Object location annotation data
- - -

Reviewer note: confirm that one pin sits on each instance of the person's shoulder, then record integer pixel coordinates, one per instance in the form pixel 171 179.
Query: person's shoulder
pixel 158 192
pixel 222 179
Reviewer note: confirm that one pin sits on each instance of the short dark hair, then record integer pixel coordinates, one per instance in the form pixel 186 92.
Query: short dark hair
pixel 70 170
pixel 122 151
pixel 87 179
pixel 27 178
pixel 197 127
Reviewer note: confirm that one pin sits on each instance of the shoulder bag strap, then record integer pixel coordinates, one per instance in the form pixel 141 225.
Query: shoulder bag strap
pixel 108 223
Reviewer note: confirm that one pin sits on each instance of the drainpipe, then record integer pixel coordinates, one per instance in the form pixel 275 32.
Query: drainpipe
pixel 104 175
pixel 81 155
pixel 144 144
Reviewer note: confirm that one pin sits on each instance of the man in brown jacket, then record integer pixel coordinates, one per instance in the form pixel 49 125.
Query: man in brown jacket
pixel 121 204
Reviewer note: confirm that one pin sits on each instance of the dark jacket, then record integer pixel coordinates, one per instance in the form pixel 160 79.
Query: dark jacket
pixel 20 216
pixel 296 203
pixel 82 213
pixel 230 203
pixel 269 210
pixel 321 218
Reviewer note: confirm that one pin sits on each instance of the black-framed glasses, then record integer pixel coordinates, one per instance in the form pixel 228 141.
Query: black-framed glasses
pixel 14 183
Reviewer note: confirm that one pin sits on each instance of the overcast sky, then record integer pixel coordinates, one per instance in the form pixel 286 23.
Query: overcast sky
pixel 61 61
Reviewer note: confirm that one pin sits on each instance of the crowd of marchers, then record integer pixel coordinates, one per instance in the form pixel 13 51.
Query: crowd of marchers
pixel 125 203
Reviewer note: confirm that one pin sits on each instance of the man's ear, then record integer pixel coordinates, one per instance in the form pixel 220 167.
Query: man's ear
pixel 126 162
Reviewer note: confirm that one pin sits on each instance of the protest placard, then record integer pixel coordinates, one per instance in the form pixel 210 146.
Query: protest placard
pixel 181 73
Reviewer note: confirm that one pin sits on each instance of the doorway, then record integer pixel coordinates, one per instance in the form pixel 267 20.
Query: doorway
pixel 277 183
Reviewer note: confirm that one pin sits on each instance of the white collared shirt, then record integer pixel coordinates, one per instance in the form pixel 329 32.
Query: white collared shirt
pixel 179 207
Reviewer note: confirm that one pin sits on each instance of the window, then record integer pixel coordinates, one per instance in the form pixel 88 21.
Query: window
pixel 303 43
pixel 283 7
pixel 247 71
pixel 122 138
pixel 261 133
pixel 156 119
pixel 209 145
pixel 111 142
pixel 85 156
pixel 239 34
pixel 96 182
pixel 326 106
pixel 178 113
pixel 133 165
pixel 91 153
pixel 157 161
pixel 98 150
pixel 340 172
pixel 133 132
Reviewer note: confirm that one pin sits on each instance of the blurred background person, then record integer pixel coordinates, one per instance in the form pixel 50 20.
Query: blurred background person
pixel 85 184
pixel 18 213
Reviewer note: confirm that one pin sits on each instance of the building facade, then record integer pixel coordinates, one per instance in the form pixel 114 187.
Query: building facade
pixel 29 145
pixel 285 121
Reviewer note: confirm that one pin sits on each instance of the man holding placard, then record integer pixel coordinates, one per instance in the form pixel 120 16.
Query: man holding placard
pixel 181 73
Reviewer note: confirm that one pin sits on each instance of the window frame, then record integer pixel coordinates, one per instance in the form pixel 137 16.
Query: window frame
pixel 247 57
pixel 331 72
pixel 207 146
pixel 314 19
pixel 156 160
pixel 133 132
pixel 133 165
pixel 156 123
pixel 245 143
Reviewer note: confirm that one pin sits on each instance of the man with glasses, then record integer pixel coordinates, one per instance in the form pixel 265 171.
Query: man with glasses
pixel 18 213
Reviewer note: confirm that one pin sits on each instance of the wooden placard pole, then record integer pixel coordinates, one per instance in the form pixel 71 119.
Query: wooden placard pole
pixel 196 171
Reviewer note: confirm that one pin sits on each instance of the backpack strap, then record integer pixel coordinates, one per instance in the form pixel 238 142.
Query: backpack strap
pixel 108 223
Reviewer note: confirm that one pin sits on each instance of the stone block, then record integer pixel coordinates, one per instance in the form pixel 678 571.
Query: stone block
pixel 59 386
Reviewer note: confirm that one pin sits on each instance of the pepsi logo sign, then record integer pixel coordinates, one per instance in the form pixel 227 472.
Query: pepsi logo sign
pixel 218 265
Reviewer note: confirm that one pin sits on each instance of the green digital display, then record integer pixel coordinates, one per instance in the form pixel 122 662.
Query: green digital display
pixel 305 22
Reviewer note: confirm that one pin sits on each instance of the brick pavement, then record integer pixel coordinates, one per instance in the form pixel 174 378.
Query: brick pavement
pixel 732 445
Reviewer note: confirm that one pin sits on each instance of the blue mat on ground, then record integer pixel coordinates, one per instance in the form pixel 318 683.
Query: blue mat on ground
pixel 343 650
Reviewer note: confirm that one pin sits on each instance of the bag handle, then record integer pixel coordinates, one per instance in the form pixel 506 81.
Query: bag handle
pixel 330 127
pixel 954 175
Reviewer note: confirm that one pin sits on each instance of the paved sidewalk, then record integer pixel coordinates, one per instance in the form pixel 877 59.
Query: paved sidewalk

- - -

▶ _Given instruction_: Turn the entries into a two-column CSV with the headers request and points. Begin at the line that contains "pixel 137 16." and stop after the line that contains "pixel 305 22". Each entry gets one row, with its text in request and its answer in points, and each field is quoted with line breaks replaced by spaces.

▶ _Solution to the exercise_:
request,points
"Reviewer note: confirm that one pin sits on each instance of the window frame, then record integer pixel coordinates, one per instance in the form pixel 137 16. Query: window frame","pixel 247 57 pixel 331 72 pixel 207 146 pixel 314 19 pixel 156 160 pixel 133 132 pixel 133 165 pixel 156 123 pixel 245 143"
"Reviewer note: confirm that one pin sits on each instance of the man with glasses, then record integer pixel coordinates, one per instance in the form pixel 265 171. Query: man with glasses","pixel 18 213"
"Reviewer note: confirm that one pin sits on each instance of the wooden placard pole, then record integer pixel coordinates, one per instance in the form pixel 71 119. Query: wooden placard pole","pixel 196 171"
"Reviewer note: confirm that one pin sits on each instance of the backpack strap, then record integer pixel coordinates, one per instance in the form pixel 238 142. Query: backpack strap","pixel 108 223"
"Reviewer note: confirm that one pin sits on each instance of the stone block, then record integer pixel coordinates, one per instance in the form pixel 678 571. Query: stone block","pixel 59 386"
"Reviewer note: confirm that one pin sits on each instance of the pepsi logo sign, then record integer pixel coordinates, one per instance in the form pixel 227 472. Query: pepsi logo sign","pixel 218 265"
"Reviewer note: confirm that one pin sits on each instance of the green digital display, then record integer pixel coordinates, one per instance in the form pixel 122 662. Query: green digital display","pixel 305 22"